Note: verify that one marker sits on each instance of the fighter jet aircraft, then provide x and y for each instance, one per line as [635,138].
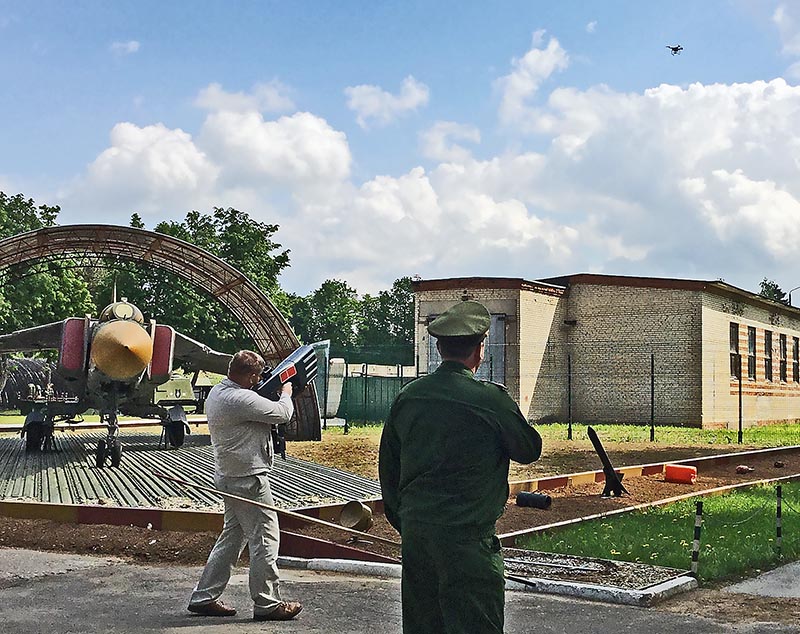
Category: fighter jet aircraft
[114,364]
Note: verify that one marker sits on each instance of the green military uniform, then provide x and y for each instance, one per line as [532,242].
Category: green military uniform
[444,460]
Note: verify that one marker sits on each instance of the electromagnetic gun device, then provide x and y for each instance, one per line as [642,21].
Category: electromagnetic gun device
[299,369]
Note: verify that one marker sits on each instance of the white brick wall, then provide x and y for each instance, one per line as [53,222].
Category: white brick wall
[616,329]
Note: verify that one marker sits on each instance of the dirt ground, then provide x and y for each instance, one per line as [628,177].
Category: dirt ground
[359,455]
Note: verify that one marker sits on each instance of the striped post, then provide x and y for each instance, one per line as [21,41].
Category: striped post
[698,522]
[778,536]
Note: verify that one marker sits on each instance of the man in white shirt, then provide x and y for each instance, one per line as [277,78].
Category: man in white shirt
[240,422]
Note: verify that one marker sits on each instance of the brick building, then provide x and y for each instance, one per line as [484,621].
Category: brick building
[623,349]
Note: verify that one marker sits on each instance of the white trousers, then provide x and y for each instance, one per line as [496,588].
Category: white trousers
[244,524]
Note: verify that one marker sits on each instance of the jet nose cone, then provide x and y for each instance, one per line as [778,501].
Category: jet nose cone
[121,349]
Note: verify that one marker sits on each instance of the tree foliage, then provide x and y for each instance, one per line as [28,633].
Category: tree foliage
[330,312]
[373,329]
[771,290]
[245,244]
[37,293]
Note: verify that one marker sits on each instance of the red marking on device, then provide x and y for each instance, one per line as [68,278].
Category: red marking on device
[72,356]
[163,344]
[287,374]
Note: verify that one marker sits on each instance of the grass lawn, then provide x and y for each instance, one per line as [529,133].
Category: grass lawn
[738,534]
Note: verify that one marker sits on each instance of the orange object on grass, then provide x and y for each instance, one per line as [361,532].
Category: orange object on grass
[680,474]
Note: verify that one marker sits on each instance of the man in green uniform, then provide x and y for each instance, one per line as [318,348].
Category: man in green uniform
[443,467]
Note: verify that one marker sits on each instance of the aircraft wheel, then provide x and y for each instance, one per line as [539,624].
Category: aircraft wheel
[176,433]
[34,435]
[116,453]
[102,452]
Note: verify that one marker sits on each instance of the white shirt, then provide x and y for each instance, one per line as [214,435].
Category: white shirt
[240,421]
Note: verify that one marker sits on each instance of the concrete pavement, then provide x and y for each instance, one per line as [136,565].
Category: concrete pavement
[60,594]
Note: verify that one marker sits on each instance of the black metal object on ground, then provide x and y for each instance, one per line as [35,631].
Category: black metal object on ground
[614,486]
[534,565]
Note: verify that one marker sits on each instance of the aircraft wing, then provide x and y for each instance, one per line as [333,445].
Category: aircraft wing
[43,337]
[198,356]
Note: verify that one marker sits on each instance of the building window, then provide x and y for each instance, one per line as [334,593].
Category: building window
[768,355]
[736,365]
[782,341]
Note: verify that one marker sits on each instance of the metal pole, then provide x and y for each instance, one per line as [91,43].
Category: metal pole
[652,397]
[325,400]
[364,372]
[698,522]
[569,397]
[740,397]
[778,536]
[345,394]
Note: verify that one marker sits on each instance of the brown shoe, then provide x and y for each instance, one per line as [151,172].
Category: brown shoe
[285,611]
[212,608]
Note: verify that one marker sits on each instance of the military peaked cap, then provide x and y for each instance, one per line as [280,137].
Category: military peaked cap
[465,319]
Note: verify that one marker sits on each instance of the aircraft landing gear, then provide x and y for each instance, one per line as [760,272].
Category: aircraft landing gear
[100,456]
[176,433]
[174,428]
[34,437]
[37,431]
[109,447]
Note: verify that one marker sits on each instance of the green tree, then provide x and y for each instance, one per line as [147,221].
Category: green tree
[387,332]
[41,292]
[771,290]
[330,312]
[232,235]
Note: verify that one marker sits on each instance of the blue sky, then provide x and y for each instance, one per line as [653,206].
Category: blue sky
[440,139]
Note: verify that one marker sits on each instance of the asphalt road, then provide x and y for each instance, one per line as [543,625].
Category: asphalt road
[59,594]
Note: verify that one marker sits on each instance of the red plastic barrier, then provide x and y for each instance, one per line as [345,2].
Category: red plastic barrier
[680,474]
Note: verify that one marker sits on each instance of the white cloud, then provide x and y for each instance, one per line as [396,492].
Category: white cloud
[528,72]
[125,48]
[300,151]
[375,106]
[436,141]
[149,169]
[680,181]
[787,18]
[264,97]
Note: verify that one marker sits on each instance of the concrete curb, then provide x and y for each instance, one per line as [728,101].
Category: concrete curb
[620,596]
[643,598]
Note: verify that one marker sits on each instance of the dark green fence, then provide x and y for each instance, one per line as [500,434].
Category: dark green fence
[368,398]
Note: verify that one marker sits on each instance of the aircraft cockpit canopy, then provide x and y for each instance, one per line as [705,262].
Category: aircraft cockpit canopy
[121,310]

########

_THE TASK_
Look above for the line holding "line as [35,631].". Print it and every line after it, exactly, through the line holding "line as [280,137].".

_OUTPUT FOR THIS TASK_
Note: verify that one marker sits on each instance of the black metal object on ground, then provide x and y for each instance, one per line as [35,631].
Category: black metal object on ground
[614,486]
[534,565]
Note: verify that one marker sits on each instance of the aircraft wing, then provide x and y for each instance, one per line as [333,445].
Category: aircraft wing
[43,337]
[198,356]
Note: verify that one marker sits on each instance of the building window, then provide x and y for each instance, one per line as [334,593].
Category: building window
[768,355]
[736,365]
[782,341]
Note: verify that one marker sits on each instance of the metal pole, then provide x and y for each instance, one per line as [91,43].
Category: metal pole
[652,397]
[325,400]
[364,372]
[698,522]
[569,397]
[740,397]
[778,536]
[345,394]
Note: verify that one marker sits on each instance of the brown shoe, then provide x and y for each instance, one per line as [151,172].
Category: brown shoe
[285,611]
[212,608]
Note: verify that one marker sits on each instance of the military peaked cap, then provide x and y for each instance, one per line as [280,137].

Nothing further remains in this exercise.